### DATA SHOWN
^^^^^^^^^^^^^^^^

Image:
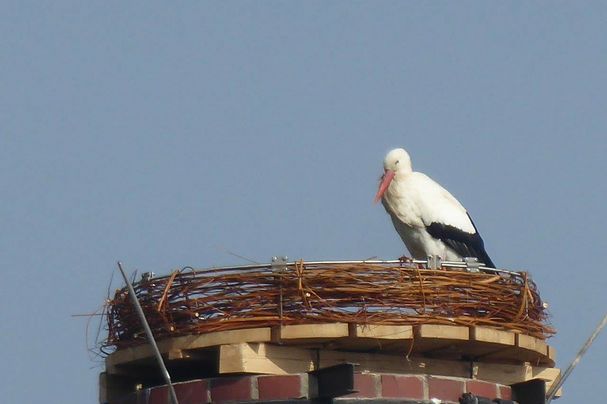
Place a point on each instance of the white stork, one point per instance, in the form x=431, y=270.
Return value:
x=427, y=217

^^^^^^^^^^^^^^^^

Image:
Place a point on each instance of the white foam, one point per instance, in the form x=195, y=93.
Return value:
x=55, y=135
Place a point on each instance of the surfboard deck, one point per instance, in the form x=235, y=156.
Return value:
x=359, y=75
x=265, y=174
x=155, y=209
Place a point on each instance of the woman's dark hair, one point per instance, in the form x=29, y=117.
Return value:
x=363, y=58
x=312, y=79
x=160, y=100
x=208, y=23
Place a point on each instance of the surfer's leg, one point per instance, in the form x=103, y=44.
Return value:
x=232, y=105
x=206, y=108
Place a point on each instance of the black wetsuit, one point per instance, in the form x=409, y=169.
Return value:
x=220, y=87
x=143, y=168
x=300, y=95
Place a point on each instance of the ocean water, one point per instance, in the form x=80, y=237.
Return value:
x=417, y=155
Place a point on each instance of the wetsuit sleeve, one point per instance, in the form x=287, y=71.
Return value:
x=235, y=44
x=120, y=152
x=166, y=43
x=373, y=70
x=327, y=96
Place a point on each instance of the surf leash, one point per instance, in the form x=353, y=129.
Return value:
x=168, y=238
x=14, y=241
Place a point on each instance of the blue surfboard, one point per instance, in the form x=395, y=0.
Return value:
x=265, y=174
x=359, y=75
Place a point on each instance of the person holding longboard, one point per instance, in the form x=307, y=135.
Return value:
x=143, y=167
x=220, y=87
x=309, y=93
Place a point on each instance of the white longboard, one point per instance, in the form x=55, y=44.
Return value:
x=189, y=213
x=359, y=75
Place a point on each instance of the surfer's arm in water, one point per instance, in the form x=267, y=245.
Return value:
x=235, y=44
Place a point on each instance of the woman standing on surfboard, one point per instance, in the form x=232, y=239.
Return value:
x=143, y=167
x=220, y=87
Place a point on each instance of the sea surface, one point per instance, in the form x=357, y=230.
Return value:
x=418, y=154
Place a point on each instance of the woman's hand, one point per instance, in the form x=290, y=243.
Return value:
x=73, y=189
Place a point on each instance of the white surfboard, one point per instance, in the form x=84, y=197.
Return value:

^^^^^^^^^^^^^^^^

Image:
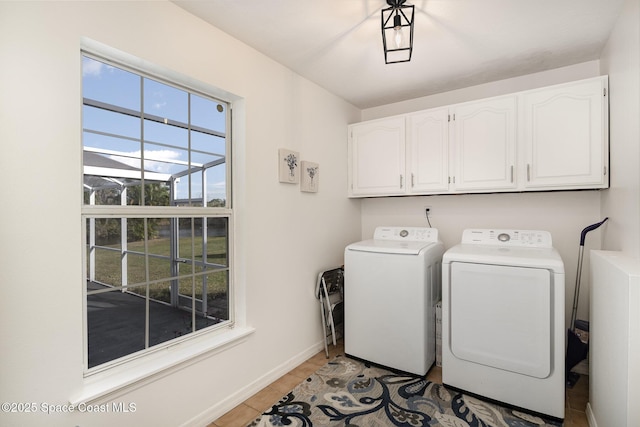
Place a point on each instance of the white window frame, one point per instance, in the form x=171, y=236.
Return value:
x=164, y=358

^^^^^^^^^^^^^^^^

### TO DO
Show all lines of the material in which the word "woman" can be found.

### OUTPUT OF THE TASK
Place a point on each instance of the woman's dark hair, one point per instance, in the form x=29, y=117.
Place a point on each instance of the woman standing on surfboard, one point per instance, in the form x=232, y=239.
Place a point on each instance of the woman's hand, one point per instance, in the form x=290, y=243.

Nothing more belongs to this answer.